## PROBLEM REQUIREMENTS
These entries are to be set down again exactly.

## DATA FOR THIS TASK
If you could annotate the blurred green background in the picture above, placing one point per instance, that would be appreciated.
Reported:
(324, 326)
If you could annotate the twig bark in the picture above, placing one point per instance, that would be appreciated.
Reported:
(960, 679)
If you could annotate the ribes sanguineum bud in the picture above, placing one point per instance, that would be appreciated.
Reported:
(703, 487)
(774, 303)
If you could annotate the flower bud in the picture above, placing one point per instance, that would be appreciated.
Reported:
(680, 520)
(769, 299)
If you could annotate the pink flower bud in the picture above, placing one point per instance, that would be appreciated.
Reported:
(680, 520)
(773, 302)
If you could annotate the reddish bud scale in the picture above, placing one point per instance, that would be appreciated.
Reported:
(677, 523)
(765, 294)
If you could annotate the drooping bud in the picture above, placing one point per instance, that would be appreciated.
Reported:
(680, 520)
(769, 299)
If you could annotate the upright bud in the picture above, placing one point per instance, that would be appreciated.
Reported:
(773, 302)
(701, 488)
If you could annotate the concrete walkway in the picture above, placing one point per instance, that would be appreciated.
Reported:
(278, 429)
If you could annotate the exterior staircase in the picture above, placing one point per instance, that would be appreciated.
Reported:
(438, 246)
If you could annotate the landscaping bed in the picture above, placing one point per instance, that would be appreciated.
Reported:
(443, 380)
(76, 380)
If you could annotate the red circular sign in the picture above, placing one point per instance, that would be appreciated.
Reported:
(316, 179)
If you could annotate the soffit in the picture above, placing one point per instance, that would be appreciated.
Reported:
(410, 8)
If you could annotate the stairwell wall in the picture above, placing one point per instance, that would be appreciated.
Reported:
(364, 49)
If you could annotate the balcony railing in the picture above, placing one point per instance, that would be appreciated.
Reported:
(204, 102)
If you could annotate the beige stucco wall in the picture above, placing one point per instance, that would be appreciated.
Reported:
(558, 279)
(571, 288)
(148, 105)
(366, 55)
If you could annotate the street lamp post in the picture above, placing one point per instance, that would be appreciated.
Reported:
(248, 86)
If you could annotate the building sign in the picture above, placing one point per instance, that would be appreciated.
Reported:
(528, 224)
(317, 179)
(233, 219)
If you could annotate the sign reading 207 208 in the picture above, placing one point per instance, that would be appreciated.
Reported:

## SOLUTION FOR THIS PROBLEM
If you could annotate the blurred green background in the picture above, placing one point per instance, that would be appreciated.
Reported:
(324, 326)
If you could annotate the twig bark in the picture above, placing one point per instance, that would be appreciated.
Reported:
(960, 679)
If you could annotate the ribes sanguineum bud in the picture above, placing one point per instance, that would be appreciated.
Reported:
(703, 487)
(774, 303)
If you could annotate the flower bud in the picture above, placing one point per instance, that would be appreciated.
Reported:
(680, 520)
(769, 299)
If you could annotate the pink flower bud in the picture above, placing one point per instance, that would be appreciated.
Reported:
(680, 520)
(773, 302)
If you could annotate the reddish bud scale in the picture above, placing one point per instance, that would be appreciated.
Reported:
(677, 523)
(765, 294)
If you could annotate the drooping bud in the picture above, placing one point per instance, that would be appreciated.
Reported:
(680, 520)
(769, 299)
If you could annotate the upright bud in the picture above, placing one point per instance, that would be appreciated.
Reported:
(773, 302)
(701, 488)
If you could annotate the concrete walkway in the picture above, placing one point per instance, that would be appreciated.
Reported:
(278, 429)
If you could annotate the exterior staircase in the picture above, placing one point per instance, that would be appreciated.
Reported:
(438, 246)
If you could annotate the landscaping bed in the picture above, placing one point per instance, that would be appreciated.
Reported:
(443, 380)
(76, 380)
If you could annotate the red circular sign in the picture above, placing one point per instance, that would be appreciated.
Reported:
(316, 179)
If you could annotate the soffit in the picture above, placing one point per instance, that would be appreciated.
Reported:
(410, 8)
If you could annotate the stairwell wall in the picture above, placing one point per instance, that would be appreciated.
Reported:
(364, 49)
If you could annotate the balcony railing in the picture above, placing one point per instance, that would be appreciated.
Reported:
(204, 102)
If you could annotate the beige stucco wall in the picture above, placing one point per instance, that would be appreciated.
Reported:
(558, 279)
(571, 288)
(148, 105)
(366, 55)
If you could annotate the street lamp post in the picture above, placing one point per instance, that would be appreciated.
Reported:
(248, 86)
If you could annotate the building sign in the picture above, placing one point per instance, that would be appreciated.
Reported:
(528, 224)
(317, 179)
(233, 219)
If you could annotate the sign reading 207 208 in the picture above, placing one point per instance, that would be appreciated.
Reported:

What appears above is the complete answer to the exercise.